Records
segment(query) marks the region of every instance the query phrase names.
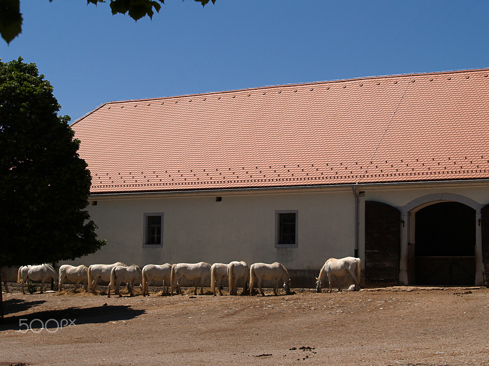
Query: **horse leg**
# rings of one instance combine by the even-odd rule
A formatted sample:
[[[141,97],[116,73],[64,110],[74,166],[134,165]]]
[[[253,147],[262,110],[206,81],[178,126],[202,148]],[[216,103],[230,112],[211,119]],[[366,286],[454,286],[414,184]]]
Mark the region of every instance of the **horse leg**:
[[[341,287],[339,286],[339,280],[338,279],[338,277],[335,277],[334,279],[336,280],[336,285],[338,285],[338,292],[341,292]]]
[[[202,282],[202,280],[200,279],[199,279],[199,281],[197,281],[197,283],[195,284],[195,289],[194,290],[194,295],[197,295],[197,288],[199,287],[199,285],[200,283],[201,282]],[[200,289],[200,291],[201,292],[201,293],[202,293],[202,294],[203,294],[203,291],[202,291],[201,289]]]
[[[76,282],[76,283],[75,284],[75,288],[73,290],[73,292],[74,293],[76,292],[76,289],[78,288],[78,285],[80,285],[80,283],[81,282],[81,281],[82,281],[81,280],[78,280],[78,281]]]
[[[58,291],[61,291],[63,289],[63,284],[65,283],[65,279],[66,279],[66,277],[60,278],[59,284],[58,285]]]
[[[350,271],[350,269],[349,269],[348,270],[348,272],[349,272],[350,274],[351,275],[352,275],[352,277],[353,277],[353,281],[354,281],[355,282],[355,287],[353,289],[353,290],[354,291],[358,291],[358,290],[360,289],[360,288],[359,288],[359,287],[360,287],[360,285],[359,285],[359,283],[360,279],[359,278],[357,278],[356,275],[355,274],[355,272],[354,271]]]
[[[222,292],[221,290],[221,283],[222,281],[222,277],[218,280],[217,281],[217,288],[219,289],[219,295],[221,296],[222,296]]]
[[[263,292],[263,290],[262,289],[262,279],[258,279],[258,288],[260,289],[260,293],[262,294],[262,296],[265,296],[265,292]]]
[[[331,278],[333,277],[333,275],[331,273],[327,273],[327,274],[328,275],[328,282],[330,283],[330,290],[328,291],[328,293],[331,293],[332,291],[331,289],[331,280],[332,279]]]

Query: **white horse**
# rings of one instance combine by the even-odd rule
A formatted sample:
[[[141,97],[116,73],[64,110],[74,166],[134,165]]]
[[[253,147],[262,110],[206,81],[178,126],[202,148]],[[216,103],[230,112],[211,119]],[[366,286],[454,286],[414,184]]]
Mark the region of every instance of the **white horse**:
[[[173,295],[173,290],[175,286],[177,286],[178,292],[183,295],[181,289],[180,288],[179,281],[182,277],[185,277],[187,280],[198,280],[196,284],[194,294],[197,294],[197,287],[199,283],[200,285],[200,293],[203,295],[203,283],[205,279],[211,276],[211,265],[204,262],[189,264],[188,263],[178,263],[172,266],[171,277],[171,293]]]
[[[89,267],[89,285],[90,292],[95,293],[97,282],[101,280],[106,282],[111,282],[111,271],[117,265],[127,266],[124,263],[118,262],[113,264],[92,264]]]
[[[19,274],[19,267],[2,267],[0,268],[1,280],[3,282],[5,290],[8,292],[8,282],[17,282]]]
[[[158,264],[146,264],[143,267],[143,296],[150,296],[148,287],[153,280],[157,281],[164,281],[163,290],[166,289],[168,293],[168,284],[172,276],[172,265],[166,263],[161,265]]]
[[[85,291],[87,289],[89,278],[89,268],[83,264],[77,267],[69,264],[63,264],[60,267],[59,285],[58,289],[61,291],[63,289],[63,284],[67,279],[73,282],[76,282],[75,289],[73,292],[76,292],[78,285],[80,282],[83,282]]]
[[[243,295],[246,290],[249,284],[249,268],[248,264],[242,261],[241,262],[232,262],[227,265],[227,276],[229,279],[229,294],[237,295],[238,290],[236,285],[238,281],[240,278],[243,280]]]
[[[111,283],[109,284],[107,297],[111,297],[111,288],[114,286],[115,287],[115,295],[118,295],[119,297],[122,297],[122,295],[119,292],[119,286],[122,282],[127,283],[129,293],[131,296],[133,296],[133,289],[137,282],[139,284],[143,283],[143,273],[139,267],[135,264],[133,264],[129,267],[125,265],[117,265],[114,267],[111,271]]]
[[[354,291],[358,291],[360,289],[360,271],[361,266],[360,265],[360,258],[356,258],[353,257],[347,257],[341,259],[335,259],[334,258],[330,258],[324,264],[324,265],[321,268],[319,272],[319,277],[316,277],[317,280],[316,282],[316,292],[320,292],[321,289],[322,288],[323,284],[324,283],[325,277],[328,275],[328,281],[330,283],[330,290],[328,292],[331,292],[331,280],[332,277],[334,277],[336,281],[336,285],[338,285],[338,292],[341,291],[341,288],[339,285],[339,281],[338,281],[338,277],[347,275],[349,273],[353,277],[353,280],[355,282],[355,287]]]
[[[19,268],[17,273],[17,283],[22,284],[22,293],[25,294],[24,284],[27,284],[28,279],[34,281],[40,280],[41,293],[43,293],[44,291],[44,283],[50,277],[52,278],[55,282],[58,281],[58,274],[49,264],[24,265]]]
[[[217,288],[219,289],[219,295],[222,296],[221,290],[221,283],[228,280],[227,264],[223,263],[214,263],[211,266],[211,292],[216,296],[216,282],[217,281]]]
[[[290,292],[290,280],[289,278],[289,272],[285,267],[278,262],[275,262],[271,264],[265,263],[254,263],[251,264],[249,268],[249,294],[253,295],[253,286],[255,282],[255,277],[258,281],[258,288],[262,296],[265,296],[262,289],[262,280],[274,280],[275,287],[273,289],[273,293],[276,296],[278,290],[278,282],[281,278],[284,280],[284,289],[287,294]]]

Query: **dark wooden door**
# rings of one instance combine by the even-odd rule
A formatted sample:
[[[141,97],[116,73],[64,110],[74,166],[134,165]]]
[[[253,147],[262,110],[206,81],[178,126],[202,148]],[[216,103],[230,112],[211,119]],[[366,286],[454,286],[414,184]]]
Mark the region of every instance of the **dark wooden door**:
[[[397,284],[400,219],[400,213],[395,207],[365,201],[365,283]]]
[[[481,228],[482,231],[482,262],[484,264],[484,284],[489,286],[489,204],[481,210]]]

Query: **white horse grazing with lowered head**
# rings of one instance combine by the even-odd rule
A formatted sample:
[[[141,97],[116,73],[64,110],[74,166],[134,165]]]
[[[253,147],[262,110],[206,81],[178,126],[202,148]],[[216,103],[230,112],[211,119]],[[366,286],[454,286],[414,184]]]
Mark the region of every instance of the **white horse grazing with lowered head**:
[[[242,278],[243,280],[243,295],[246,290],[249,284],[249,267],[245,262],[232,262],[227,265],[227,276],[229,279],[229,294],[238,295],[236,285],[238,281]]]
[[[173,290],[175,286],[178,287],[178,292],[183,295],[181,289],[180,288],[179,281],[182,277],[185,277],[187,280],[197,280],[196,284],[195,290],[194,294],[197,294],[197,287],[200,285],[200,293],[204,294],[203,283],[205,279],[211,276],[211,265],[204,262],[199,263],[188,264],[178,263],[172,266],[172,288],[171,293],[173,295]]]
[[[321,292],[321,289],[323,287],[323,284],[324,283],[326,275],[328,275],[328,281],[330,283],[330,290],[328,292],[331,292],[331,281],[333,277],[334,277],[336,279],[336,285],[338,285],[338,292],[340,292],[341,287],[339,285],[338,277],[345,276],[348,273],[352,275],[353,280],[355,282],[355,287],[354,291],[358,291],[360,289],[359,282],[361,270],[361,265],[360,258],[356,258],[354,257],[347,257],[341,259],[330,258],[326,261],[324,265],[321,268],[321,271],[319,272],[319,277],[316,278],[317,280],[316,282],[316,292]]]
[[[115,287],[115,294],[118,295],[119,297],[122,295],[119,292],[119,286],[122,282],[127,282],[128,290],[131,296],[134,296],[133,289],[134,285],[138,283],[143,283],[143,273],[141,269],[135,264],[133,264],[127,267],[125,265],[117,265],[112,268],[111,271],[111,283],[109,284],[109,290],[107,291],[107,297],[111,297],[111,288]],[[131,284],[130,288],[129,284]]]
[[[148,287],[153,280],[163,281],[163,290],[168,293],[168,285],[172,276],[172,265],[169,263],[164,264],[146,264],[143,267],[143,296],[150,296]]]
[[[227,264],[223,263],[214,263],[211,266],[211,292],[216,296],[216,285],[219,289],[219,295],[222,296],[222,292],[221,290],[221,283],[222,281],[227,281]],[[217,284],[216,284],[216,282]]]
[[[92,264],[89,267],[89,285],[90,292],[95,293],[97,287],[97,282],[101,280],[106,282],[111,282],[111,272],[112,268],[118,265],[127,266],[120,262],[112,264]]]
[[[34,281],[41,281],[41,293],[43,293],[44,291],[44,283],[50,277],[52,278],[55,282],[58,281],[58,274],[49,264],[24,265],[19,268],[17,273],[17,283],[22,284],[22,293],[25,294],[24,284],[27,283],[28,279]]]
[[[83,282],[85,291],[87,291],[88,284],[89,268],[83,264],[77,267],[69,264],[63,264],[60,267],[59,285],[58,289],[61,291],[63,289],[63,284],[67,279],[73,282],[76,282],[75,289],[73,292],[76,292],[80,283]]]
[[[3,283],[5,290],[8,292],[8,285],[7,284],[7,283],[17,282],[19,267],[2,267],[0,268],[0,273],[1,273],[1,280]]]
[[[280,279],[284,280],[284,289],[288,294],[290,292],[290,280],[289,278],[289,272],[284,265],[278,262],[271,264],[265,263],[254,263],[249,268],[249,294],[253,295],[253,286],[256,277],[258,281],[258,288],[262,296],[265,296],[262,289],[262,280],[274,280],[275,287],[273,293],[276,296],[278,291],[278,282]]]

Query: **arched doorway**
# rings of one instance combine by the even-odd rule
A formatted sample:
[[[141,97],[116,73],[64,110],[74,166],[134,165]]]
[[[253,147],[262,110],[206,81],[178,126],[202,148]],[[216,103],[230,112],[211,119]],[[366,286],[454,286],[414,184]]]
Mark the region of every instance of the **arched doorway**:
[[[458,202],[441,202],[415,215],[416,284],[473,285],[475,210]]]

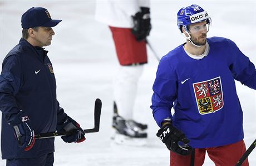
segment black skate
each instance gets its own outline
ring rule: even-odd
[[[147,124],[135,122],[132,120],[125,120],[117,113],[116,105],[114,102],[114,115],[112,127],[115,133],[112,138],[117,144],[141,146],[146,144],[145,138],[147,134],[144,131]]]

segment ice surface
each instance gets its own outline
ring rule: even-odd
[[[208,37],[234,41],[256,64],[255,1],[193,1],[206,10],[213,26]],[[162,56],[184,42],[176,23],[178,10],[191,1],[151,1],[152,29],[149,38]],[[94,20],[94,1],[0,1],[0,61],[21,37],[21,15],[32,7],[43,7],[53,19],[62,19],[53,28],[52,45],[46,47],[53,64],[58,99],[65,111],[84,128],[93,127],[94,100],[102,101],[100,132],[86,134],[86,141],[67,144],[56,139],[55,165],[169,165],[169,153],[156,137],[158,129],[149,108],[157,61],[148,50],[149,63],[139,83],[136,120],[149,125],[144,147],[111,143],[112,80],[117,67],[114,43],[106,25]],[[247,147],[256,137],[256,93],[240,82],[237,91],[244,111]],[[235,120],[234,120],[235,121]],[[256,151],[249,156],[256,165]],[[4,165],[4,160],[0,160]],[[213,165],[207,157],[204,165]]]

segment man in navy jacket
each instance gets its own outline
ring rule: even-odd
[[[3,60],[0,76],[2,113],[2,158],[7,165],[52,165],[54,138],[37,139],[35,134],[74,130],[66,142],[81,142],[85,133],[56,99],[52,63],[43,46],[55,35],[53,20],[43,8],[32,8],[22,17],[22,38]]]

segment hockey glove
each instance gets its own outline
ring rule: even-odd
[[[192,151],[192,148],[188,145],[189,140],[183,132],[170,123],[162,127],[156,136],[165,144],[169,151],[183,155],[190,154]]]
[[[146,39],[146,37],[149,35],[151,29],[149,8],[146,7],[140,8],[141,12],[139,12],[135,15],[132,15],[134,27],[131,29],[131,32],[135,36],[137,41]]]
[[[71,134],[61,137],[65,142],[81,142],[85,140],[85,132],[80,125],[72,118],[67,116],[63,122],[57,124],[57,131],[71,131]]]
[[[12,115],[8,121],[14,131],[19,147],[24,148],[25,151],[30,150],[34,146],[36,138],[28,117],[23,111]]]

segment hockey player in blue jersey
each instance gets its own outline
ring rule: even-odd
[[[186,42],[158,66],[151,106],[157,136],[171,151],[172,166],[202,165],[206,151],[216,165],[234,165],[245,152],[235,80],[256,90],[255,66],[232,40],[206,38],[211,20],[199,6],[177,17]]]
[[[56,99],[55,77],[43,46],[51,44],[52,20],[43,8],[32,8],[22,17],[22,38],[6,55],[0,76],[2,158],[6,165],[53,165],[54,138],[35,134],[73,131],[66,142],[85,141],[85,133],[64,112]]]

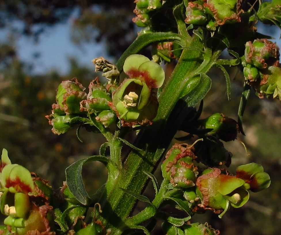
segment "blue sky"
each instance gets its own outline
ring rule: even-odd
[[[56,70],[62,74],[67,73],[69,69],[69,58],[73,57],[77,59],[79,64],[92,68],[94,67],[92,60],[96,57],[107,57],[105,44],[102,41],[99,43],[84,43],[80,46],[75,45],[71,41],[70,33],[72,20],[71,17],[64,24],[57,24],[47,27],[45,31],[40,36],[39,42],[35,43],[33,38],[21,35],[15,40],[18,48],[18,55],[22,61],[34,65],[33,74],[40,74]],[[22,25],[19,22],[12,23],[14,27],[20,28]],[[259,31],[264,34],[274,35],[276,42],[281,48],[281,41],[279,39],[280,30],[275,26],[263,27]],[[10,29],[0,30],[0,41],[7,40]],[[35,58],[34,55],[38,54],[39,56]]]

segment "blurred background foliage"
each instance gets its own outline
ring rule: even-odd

Exercise prompt
Pick out and copy every line in the listing above that contains the word "horse". Treat uppercase and lowercase letters as different.

Output
Query: **horse leg**
Mark the region of every instance of the **horse leg**:
Query: **white horse**
Mark the region of every instance of the **white horse**:
Query: **white horse grazing with lowered head**
Mark the region of every instance of the **white horse grazing with lowered head**:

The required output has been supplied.